__Required tasks__.
A) Answer these questions about the archive blog roundup:
(i) What two nicknames was Bill Miner given?
(ii) In what year was the post on Champlain's maps of New France published?
(iii) Which years appear in the title of the post about Jean Talon?
B) Carry on the archive blog roundup from its last line.

__Text block__.

§ §

This exciting post tells the story of Bill Miner, who was nicknamed “The Grey Fox” and “The Gentleman Bandit.” Bill Miner was a legendary criminal on both sides of the Canada–U.S. border. Although he committed dozens of robberies and escaped from multiple prisons, many saw him as a generous folk hero who targeted exploitative corporations only. LAC holds many documents, publications, sound and video recordings, and other materials relating to Miner, and hundreds of these documents are now available on our website as a Co-Lab crowdsourcing challenge.

Want to learn more about records from the B.C. Penitentiary system? Try the post, British Columbia Penitentiary’s Goose Island: Help is 20 km away, or 9 to 17 hours as the pigeon flies.

Samuel de Champlain’s General Maps of New France

: A black-and-white hand-drawn map depicting Quebec, the Maritime provinces and the eastern part of Ontario in 1613.

Carte geographique de la Nouelle Franse en son vray meridiein Faictte par le Sr. Champlain, Cappine. por le Roy en la marine—1613 (in french only) (e010764734).

This popular 2013 post combines two aspects of Canadian interest: cartography and explorers! This article gives an overview of Champlain’s maps of New France held in the LAC collection. Also included in the post is a “suggested reading list” so researchers can learn more about Champlain’s cartography and travels.

Want to read more about the history of New France? Try the post, Jean Talon, Intendant of New France, 1665-1672.

Journey to Red River 1821—Peter Rindisbacher

Painting depicting travellers walking single file while portaging their boats overland to avoid a waterfall.

Extremely wearisome journeys at the portages [1821] (e008299434).

§ §

Part of a data file
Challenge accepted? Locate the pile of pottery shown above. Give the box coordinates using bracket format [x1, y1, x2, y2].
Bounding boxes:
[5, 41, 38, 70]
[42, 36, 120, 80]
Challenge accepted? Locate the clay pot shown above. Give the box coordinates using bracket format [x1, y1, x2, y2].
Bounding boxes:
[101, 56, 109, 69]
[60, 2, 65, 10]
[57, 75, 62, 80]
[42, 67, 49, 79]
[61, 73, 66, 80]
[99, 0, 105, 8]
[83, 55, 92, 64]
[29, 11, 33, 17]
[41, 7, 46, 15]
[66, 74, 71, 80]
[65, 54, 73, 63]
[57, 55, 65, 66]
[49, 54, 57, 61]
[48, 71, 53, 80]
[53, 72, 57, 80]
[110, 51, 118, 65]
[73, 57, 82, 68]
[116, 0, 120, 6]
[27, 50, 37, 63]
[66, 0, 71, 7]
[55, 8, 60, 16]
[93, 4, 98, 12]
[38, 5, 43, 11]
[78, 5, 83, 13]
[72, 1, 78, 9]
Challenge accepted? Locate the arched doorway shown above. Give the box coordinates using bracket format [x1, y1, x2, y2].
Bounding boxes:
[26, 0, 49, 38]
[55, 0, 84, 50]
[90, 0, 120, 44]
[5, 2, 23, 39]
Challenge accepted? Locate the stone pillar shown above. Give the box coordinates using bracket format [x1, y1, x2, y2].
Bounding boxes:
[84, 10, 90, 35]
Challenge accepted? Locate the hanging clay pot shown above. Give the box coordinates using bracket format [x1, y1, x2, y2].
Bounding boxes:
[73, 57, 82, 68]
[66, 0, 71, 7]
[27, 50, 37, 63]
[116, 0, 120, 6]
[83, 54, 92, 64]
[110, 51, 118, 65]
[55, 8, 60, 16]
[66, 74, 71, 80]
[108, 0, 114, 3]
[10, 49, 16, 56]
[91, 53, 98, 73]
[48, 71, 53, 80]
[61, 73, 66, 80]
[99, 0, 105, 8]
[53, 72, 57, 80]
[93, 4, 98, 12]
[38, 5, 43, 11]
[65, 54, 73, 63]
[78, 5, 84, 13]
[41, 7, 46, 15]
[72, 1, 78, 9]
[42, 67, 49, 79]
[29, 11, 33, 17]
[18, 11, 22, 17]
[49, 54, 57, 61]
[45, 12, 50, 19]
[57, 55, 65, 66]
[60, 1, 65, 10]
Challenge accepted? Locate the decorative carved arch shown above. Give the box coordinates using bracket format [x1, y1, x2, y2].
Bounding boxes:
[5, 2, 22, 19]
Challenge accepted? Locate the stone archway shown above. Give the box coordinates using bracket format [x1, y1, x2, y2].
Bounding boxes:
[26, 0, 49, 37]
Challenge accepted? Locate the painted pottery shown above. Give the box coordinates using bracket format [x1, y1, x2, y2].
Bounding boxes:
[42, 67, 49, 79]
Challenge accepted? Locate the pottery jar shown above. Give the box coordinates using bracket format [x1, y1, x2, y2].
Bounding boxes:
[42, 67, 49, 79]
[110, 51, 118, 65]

§ §

__Final results__.
A)
(i) "The Grey Fox" and "The Gentleman Bandit."
(ii) 2013.
(iii) 1665-1672.

B)
This popular blog post describes the work of Peter Rindisbacher. Rindisbacher was 15 years old when he immigrated to Selkirk’s Red River settlement in 1821. Already an accomplished artist when he arrived in North America, he produced a series of watercolours documenting the voyage to Rupert’s Land and life in the settlement. His watercolours from the Red River area are among the earliest images of western Canada. Rindisbacher is considered the first pioneer artist of the Canadian and the American West.

Want to learn more about Peter Rindisbacher? Try the podcast, Peter Rindisbacher: Beauty by commission.

The Persons Case

Five women in gowns wearing corsages and one man in a tuxedo standing in front of a plaque.

Unveiling of a plaque commemorating the five Alberta women whose efforts resulted in the Persons Case, which established the rights of women to hold public office in Canada (c054523).

This blog post illuminates the history of women’s fight for political equality in Canada. The Persons Case, a constitutional ruling that established the right of women to be appointed to the Senate, began in 1916 when Emily F. Murphy was appointed as the first female police magistrate in the British Empire. Undermining her authority, lawyers challenged her position as illegal on the grounds that a woman was not considered to be a person under the British North America Act, and therefore she was unable to act as magistrate. Murphy enlisted the help of Henrietta Muir Edwards, Nellie Mooney McClung, Louise Crummy McKinney, and Irene Marryat Parlby—now known as the “Famous Five”—who were engaged politically and championed equal rights for women.

Want to learn more about women’s rights throughout Canada’s history? Try the post, A greater sisterhood: the women’s rights struggle in Canada.

The Canadian Expeditionary Force Digitization Project is Complete!

A page from the service file of “Scotty” Davidson describing how he was killed in action in the field by a shell falling in the trench, and how he is buried in a grave with three other 2nd Battalion men.

A page from Allan “Scotty” Davidson’s digitized service file describes how he was killed in action (CEF 280738).

The last post on our list is an impressive one! The blog announcing the completion of LAC’s 5-year project to digitize all 622,290 files of soldiers who enlisted in the First World War was well-received by many researchers.

Want to learn more about how the Canadian Expeditionary Force digitization project started? Try the post, Current status of the digitization of the Canadian Expeditionary Force Personnel service files.

We hope you enjoyed our trip down memory lane. You may also be interested in blogs about Canada’s zombie army, the Polysar plant, LAC’s music collection, historical French measurement standards, or the iconic posters from the Empire Marketing Board.

Canada and the 3rd Battle of Ypres: Passchendaele

“I died in hell. They called it Passchendaele.”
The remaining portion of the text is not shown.